EXERCISE BRIEF: Please duplicate the part of the jobs-report article between "The government last" and "published next February.", inclusive.

PASSAGE PROVIDED:
________

Though the trade impasse does not appear to be spilling over to the labor 
market, job growth has been slowing since mid-2018.
 The government last month estimated that the economy created 501,000 fewer jobs 
in the 12 months through March 2019 than previously reported, the biggest 
downward revision in the level of employment in a decade. That suggests job 
growth over that period averaged around 170,000 per month instead of 210,000. 
The revised payrolls data will be published next February.
 
 The government has also trimmed economic growth for the second quarter. The 
employment report is expected to show average hourly earnings gaining 0.3% last 
month, matching July's rise. But the annual increase in wages is seen dipping to 
3.1% from 3.2% in July as last year's surge falls out of the calculation.
 
 "Recent downward revisions to estimates of economic growth, corporate profits, 
and employment growth all suggest that the economy is displaying classic 
late-cycle symptoms," said Michael Feroli, an economist at JPMorgan in New York. 
"Moreover, these symptoms are unlikely to go away entirely even if a truce is 
reached in the current trade tensions."
 
 The length of the workweek will also be watched for clues on how soon companies 
might start laying off workers. The average workweek fell to its lowest level in 
nearly two years in July as manufacturers and other industries cut hours for 
workers. It is forecast rising to 34.4 hours in August from 34.3 hours in July.

________

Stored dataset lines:

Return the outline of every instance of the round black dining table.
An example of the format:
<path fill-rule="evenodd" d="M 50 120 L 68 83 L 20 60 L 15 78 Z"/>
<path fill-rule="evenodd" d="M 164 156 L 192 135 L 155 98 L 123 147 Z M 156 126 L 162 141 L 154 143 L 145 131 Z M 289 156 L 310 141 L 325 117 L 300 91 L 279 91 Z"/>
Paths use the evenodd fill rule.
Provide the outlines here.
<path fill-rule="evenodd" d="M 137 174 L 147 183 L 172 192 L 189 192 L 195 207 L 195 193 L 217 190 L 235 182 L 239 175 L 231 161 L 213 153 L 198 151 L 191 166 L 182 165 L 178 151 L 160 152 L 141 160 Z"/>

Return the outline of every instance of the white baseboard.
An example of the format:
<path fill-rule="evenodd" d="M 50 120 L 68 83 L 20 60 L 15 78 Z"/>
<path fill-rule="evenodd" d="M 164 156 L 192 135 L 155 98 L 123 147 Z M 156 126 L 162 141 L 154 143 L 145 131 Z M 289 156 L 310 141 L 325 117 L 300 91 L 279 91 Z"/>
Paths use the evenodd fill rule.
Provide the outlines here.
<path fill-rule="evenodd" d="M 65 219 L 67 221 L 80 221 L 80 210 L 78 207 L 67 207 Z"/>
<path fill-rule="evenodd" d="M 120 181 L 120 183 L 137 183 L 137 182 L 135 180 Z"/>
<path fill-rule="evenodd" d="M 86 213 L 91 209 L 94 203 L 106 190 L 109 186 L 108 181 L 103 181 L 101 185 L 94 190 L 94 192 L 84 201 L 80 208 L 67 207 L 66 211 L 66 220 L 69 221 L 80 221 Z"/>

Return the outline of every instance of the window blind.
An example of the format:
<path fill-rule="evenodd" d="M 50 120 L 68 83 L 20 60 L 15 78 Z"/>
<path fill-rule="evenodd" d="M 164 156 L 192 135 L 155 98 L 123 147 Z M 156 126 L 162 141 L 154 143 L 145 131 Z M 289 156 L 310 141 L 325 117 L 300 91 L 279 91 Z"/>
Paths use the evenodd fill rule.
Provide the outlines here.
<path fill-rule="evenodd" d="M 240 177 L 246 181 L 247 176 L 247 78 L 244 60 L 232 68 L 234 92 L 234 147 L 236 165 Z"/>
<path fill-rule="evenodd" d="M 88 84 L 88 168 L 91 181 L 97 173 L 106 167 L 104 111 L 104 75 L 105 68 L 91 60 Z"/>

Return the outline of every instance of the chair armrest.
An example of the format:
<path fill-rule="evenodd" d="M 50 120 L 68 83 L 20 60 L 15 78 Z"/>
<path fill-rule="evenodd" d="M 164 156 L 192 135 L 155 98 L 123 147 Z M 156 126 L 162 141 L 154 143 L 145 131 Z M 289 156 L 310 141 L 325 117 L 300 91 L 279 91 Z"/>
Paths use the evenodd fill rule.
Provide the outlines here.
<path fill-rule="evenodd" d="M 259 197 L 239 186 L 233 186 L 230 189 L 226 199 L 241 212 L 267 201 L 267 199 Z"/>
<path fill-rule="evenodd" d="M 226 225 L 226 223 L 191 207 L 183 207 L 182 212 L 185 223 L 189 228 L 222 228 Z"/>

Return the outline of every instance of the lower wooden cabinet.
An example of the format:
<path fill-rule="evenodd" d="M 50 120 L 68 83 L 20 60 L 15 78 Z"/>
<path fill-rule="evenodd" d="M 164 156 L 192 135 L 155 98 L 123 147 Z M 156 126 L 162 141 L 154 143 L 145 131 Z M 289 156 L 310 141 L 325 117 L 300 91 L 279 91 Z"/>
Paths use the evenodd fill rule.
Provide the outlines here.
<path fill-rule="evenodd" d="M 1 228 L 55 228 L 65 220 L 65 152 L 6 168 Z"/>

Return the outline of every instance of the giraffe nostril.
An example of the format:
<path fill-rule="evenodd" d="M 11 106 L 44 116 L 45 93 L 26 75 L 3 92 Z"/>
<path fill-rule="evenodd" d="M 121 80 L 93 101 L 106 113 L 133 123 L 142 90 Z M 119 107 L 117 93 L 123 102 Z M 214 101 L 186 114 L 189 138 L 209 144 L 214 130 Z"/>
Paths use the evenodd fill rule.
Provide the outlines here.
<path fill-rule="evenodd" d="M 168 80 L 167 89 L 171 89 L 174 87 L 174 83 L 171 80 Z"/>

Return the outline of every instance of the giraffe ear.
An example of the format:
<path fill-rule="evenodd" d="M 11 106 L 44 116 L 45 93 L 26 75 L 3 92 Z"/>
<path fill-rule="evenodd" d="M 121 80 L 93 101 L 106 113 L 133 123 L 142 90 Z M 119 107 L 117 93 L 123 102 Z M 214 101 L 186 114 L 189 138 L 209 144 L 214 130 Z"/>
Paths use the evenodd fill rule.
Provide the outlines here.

________

RESPONSE TO THE EXERCISE:
The government last month estimated that the economy created 501,000 fewer jobs 
in the 12 months through March 2019 than previously reported, the biggest 
downward revision in the level of employment in a decade. That suggests job 
growth over that period averaged around 170,000 per month instead of 210,000. 
The revised payrolls data will be published next February.